# Goal of the exercise
Print the first line of the data below and every one after it, through the line containing "of the cloud", exactly as written.

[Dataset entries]
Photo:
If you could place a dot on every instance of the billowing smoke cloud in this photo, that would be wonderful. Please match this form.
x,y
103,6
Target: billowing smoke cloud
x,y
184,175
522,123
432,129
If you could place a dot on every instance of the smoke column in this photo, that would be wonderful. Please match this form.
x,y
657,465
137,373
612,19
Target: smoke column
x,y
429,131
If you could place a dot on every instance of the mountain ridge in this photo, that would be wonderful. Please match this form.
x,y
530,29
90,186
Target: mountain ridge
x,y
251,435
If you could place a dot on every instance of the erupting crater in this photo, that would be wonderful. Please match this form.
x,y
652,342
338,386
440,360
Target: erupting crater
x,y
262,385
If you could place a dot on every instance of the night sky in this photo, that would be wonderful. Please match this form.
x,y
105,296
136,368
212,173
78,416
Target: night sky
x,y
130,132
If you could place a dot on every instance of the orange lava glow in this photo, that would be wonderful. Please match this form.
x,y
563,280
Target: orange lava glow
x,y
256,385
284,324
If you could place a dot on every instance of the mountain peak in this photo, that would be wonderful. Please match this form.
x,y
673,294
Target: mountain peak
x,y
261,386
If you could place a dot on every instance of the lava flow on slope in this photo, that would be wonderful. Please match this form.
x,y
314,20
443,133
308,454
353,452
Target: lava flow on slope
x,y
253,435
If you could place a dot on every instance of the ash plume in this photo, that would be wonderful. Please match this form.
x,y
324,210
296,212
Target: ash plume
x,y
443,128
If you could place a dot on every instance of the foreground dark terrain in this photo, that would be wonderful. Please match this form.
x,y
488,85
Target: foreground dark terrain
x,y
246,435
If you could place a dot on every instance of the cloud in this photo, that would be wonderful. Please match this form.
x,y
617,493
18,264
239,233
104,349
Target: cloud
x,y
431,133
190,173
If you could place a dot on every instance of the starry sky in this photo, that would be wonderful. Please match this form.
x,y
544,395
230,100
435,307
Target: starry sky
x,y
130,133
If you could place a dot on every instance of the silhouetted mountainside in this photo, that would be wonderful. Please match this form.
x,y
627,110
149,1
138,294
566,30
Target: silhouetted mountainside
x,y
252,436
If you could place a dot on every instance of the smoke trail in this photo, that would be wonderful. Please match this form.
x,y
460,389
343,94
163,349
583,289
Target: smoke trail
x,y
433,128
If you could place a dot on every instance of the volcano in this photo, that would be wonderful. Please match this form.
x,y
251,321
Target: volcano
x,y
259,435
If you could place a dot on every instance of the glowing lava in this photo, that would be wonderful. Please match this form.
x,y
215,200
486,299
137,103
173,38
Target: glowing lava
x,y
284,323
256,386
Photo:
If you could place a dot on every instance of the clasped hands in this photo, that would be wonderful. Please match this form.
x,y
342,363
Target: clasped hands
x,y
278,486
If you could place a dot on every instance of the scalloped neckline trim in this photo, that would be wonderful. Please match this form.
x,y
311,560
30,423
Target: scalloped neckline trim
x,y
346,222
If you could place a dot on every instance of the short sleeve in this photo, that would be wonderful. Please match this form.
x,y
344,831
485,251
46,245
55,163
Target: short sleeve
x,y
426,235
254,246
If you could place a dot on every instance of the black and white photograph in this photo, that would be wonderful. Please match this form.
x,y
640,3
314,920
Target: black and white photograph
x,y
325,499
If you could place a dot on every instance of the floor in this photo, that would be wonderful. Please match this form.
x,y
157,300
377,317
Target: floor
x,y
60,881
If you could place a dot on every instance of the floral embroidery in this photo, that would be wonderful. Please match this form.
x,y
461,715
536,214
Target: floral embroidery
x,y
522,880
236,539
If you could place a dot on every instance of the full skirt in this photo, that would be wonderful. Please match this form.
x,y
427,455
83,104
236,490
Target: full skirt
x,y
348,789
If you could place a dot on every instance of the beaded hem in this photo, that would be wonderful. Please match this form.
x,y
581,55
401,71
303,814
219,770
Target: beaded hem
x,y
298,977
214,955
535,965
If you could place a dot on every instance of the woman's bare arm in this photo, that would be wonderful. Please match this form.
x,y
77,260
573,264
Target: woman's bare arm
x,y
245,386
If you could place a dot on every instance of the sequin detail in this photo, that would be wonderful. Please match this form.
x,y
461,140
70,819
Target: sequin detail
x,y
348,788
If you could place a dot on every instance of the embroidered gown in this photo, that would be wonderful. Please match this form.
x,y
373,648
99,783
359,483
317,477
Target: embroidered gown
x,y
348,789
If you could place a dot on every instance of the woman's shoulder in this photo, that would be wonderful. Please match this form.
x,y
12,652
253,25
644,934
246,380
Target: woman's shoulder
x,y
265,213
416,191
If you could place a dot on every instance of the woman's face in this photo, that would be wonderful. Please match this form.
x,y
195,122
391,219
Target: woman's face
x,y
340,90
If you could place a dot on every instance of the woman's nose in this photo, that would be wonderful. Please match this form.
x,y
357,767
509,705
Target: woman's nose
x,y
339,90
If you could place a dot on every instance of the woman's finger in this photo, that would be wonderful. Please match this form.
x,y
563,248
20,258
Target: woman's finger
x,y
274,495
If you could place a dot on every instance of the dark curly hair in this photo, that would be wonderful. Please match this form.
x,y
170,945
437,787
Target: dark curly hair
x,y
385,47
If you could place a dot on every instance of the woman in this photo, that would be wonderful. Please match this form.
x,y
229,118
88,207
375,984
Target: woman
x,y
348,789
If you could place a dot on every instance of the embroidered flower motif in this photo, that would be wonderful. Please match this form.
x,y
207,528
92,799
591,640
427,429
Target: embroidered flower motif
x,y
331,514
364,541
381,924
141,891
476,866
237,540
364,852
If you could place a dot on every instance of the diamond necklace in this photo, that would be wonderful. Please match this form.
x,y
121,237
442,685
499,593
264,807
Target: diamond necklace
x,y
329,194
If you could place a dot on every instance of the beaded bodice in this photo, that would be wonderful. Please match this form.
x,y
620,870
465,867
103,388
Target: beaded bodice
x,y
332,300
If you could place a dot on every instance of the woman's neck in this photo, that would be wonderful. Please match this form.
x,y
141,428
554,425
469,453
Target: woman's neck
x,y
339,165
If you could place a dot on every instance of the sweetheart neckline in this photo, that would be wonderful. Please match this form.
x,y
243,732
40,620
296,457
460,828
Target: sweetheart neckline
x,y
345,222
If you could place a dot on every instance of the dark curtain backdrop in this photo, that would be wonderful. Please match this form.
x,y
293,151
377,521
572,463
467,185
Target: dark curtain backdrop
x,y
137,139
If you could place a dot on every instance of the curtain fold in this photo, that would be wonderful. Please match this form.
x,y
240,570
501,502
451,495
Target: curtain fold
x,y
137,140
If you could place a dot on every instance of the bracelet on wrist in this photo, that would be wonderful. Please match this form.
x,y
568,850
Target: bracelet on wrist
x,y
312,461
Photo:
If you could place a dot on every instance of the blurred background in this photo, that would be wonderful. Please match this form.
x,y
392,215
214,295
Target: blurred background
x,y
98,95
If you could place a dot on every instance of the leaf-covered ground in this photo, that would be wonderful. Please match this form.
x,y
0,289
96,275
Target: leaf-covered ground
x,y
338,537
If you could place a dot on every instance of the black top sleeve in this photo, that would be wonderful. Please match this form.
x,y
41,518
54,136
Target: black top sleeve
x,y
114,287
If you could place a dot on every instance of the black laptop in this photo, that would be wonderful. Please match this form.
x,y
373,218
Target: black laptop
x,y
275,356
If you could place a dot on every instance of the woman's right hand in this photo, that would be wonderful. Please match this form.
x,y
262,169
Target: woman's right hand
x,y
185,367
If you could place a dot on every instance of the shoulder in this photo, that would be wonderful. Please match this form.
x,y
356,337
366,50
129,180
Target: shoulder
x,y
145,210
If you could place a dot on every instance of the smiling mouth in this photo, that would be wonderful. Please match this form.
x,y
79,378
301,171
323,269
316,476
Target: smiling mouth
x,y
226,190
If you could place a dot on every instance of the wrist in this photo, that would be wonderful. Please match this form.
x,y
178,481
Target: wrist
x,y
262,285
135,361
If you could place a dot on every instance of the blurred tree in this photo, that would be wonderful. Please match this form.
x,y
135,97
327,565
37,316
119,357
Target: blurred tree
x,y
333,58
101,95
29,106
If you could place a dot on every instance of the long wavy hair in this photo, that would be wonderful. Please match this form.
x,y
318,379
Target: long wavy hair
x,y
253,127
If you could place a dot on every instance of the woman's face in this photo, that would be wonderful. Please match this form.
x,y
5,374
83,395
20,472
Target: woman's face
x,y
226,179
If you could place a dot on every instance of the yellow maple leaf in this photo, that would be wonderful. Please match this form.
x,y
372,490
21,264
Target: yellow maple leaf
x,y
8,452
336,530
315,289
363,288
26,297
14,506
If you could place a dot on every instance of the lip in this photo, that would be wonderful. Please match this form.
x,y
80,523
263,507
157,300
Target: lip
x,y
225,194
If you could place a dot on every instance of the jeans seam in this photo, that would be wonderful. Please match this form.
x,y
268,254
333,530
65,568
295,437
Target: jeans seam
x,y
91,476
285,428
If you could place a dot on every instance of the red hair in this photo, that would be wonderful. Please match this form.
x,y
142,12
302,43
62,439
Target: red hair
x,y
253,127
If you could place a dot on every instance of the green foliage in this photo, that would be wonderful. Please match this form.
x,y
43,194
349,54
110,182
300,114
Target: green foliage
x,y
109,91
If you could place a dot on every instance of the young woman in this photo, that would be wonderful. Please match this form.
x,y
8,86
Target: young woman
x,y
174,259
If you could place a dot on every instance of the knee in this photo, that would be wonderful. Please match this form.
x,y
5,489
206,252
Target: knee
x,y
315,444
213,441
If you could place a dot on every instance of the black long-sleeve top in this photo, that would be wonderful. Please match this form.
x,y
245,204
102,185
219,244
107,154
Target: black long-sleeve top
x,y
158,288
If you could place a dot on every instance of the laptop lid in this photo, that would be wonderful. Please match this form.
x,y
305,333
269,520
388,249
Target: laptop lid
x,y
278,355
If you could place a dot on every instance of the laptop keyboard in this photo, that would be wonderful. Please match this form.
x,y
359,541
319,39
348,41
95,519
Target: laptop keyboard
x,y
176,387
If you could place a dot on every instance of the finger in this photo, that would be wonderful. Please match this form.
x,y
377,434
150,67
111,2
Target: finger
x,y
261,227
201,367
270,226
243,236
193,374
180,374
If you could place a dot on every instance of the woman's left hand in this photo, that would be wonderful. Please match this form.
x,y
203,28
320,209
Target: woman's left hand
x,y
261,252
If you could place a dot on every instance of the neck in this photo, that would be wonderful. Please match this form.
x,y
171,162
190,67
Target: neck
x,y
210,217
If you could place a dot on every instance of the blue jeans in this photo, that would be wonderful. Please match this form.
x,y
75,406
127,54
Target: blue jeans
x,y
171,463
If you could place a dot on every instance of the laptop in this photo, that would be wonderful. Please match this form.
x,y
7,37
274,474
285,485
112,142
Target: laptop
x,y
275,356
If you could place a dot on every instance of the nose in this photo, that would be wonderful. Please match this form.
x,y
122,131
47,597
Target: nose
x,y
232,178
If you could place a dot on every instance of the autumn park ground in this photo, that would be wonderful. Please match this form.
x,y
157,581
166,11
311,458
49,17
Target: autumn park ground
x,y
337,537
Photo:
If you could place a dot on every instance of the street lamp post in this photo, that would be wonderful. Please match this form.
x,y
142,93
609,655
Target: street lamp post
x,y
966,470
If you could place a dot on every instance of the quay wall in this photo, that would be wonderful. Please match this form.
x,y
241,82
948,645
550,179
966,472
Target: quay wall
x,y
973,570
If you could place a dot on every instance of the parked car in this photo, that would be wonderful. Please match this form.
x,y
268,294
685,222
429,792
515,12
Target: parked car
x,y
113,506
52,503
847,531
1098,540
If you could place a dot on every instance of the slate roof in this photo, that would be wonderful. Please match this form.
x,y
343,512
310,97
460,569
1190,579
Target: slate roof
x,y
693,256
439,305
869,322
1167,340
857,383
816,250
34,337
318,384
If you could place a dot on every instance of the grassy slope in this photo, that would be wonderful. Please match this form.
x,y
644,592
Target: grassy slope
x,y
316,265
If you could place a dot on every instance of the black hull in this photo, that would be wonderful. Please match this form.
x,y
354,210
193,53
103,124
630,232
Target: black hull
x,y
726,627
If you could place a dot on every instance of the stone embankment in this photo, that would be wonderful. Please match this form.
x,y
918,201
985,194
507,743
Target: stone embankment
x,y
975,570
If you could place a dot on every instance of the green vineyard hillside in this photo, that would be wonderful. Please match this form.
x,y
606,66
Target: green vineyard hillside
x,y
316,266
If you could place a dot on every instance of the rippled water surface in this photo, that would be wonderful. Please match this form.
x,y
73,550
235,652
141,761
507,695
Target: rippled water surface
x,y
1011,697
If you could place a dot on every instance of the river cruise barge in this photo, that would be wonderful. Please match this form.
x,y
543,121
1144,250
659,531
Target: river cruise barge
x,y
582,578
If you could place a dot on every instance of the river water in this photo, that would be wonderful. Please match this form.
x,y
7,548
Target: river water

# Exercise result
Photo:
If you could place a dot on every instance of the billowing smoke cloud in this photo, that would be wonderful. Please match this form.
x,y
103,6
Target: billowing smoke cloud
x,y
184,175
522,123
432,129
If you could place a dot on every instance of the smoke column in this photo, that would be wonderful. Please match this form.
x,y
657,465
137,373
612,19
Target: smoke column
x,y
429,131
If you could place a dot on every instance of the mountain ridge in this photo, that would be wonderful. Please match this form.
x,y
530,29
90,186
Target: mountain ridge
x,y
251,435
If you could place a dot on every instance of the erupting crater in this photo, that would be wonderful. Please match this form.
x,y
652,342
338,386
440,360
Target: erupting crater
x,y
262,385
If you could place a dot on every instance of the night sky in this photo, that would be wonderful. Please match this form.
x,y
105,296
136,368
212,173
78,416
Target: night sky
x,y
130,132
If you could place a dot on every instance of the orange lava glow in this photo, that would be wonderful. Please match this form.
x,y
563,280
Target: orange lava glow
x,y
256,385
284,324
If you could place a dot on every instance of the mountain peak in this photo, that would be wonderful. Please match this form.
x,y
673,294
Target: mountain peak
x,y
261,386
If you could place a dot on every instance of the lava flow on slope in this photo, that would be wonderful. Please match this form.
x,y
314,20
443,133
308,454
353,452
Target: lava flow on slope
x,y
253,435
If you could place a dot on every instance of the ash plume in this photo, that would be wonderful. Please match this form.
x,y
324,210
296,212
Target: ash plume
x,y
443,128
If you could place a dot on every instance of the foreground dark terrain in this photo, that would be wonderful. Please match this form.
x,y
488,85
Target: foreground dark terrain
x,y
246,435
If you could place a dot on every instance of the cloud in this photo, that would be wonderful. Please match this form.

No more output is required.